» **Excerpted passage**:
[Start of Attachment]

University of Minnesota team working to unlock biological mysteries

Lead researcher and Ph.D. candidate at the University of Minnesota, Judee Sharon, equates what she’s doing with test tubes and cells in a lab on campus to taking a car engine apart and learning as much as possible about the potential of each piece.

"Even though biology research has existed for arguably 100 years, there is still so little we know," says Sharon.

Through new research, Sharon and her team at the University of Minnesota have developed a platform for a new method of biocomputing they named "TRUMPET." TRUMPET (Transcriptional RNA Universal Multi-Purpose gatE plaTform) uses biological enzymes as catalysts for DNA-based molecular computing. Their focus: a single strain of DNA, how enzymes attach, and produce a glow. The glow essentially turns a light on, pointing toward countless life-improving possibilities.

"That's how we know the gate worked," says Associate Professor Kare Adamala. "We want to do the same thing a computer does, but we want to do it with goo. We want to do it with biological parts. That’s an idea that’s been around for a couple of decades now. Hopefully, as this technology develops, we’ll be able to get as reliable as computer chips; we’ll be able to do some of those really complex computations using those biological molecules."

Initial ideas for the people TRUMPET could help include anyone with something in their bodies requiring computations. Think of someone who is diabetic and in need of an insulin pump or someone who has lost an eye or an arm. TRUMPET could someday help how an amputee operates their prosthetic.

[End of Attachment]

Rewrite the passage of the biocomputing article starting at "University of Minnesota team" and ending at "countless life-improving possibilities.", with "car engine" replaced by "pocket watch".

Items from a data source
[Start of Attachment]

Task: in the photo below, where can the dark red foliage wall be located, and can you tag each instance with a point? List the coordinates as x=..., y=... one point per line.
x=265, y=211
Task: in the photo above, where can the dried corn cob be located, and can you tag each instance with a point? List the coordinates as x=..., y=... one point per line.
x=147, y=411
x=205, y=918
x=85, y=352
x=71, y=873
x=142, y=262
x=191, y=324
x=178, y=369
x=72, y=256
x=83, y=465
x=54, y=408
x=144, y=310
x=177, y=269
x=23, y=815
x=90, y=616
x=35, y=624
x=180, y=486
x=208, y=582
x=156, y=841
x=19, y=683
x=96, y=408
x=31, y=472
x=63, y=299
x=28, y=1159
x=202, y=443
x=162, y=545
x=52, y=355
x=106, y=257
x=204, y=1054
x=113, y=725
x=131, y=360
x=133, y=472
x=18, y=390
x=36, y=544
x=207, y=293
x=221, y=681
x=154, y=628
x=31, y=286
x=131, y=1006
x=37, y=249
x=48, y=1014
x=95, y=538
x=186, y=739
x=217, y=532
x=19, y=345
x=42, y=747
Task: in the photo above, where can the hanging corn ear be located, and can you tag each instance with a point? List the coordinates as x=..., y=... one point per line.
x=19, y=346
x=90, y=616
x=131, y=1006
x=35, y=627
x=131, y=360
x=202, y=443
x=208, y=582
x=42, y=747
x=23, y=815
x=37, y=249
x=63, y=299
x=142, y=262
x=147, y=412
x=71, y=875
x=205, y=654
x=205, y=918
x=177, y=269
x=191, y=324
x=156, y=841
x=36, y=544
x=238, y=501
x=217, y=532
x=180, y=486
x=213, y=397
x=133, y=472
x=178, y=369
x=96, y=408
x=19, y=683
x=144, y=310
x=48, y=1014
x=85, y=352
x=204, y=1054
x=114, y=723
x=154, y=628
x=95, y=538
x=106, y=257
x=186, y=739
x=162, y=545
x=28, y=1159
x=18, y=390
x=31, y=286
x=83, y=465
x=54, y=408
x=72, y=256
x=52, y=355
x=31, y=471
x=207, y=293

[End of Attachment]

» **Task response**:
University of Minnesota team working to unlock biological mysteries

Lead researcher and Ph.D. candidate at the University of Minnesota, Judee Sharon, equates what she’s doing with test tubes and cells in a lab on campus to taking a pocket watch apart and learning as much as possible about the potential of each piece.

"Even though biology research has existed for arguably 100 years, there is still so little we know," says Sharon.

Through new research, Sharon and her team at the University of Minnesota have developed a platform for a new method of biocomputing they named "TRUMPET." TRUMPET (Transcriptional RNA Universal Multi-Purpose gatE plaTform) uses biological enzymes as catalysts for DNA-based molecular computing. Their focus: a single strain of DNA, how enzymes attach, and produce a glow. The glow essentially turns a light on, pointing toward countless life-improving possibilities.